__Source__
* Begin *

You can drop INDEX_MASK as Java guarantees the shift distance is taken mod 64.

Note that this is a utility for the simulator when experimenting with policies.

What about calling the method ensureCapacityAndMaybeClear? It should do exactly what you want, but with such a name it's perfectly safe even when taken out of context by someone else 100 years later.

Performing it as a re-initialization vs. new instance is about code organization and ease of use.

I guess you're clearing the filter from time to time anyway, so clearing it when growing does no harm (especially as it never shrinks).

I wonder if you could do better when using no intermediate int. My point is that collision with 2**32 bits start already at about 2**16 entries. Sure, you need many collision before you get problems.

ben-manes commented 8 years ago

You're right. For the tests I was performing the maximum entries in the bloom filter was 256 which led to a very small table. This was to explore adapting the W-TinyLFU window size. I very clearly goofed in my train of thought for how to pick the bit index. 👍

You can drop INDEX_MASK as Java guarantees the shift distance is taken mod 64.

I'm not surprised that the JVM optimizes the modulus, but I do like the clarity by not making that assumption in bit manipulation code.

What about calling the method ensureCapacityAndMaybeClear?

I tweaked the JavaDoc and reduced the visibility, so hopefully that's good enough.

I wonder if you could do better when using no intermediate int.

It would be interesting to hear more of your thoughts here.

I integrated all of the suggestions and adapted @ashish0x90's method into a unit test with a pretty-printed table. Its now possible to plug into the simulator other membership filters, e.g. a cuckoo filter.

Don't stop discussing due to the automatic closing to the ticket :-)

ben-manes commented 8 years ago

Trying to think through my original logic, what I should have done is shifted when calculating the table index. That is a little more natural if one thinks of it as modulating by the number of bits as a flat plane. When grouped into an array the higher bits represent the index and the lower in that location. The shifts and masks would have been optimized versions of that math. That would have had the same effect as the shift by 24, but been more obvious why the shift is taken.

Maaartinus commented 8 years ago

I'm not surprised that the JVM optimizes the modulus, but I do like the clarity by not making that assumption in bit manipulation code.

It's not an optimization. The behavior is defined in the JLS and luckily it's defined in exactly the way most CPUs (including i386) do it.

So I'd call the shorter version clearer (as any additional operation can make someone ask WTF?). Unfortunatelly, unlike Javadoc, the JLS is more than just one click away.

It would be interesting to hear more of your thoughts here.

I've tried it and got no improvement (tried up to 2**24). The measurement may be influenced by the pure quality of Random, so I've tried SecureRandom, too.

I'm still on Java 7, so I can't directly use your code (and what I did is not worth posting).

Trying to think through my original logic, what I should have done is shifted when calculating the table index.

Sure, just as if we could index bits directly. In some over-optimized code I did

return (array[hash >>> distance] << hash) < 0;

which uses the 32-distance MS bits for indexing and the six LS bits for bit position (where bit zero is the sign bit), so that one operation is saved.

* End *

__Raw data__
* Begin *

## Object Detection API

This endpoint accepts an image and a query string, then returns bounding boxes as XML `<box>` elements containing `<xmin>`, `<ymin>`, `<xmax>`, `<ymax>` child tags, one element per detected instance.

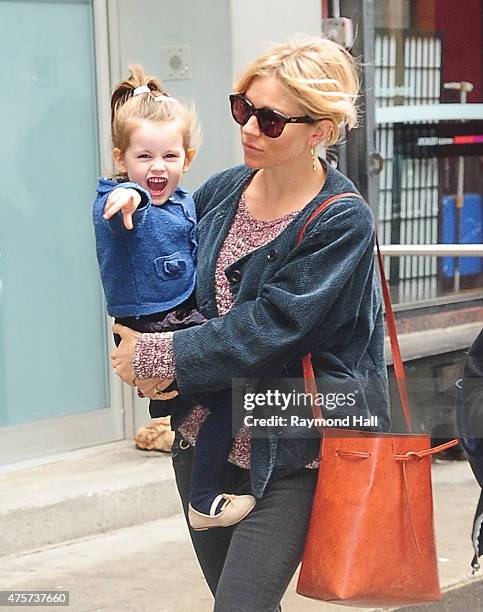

* End *

__Problem requirements__
Continue the forum thread about bit indexing in the bloom filter, starting right after its last sentence. None of the data is needed for this.

__Solved exercise__
ben-manes commented 8 years ago

Over optimized code for data structures is sometimes a good thing, so feel free to send PR or a gist of anything you've done.

I don't think I grok your last bit of code (<< hash), but I agree with the statements. I think since the array is a power-of-two the tableMask could be inlined into the shift, which is probably what you're getting at.

Maaartinus commented 8 years ago

It looks like your table gets problems at 2**27 and 2**28 elements with 5% and 19% false positives. The cause seems to be the reduction to int causing collisions. At 2**26 elements there's no problem yet (3.7%).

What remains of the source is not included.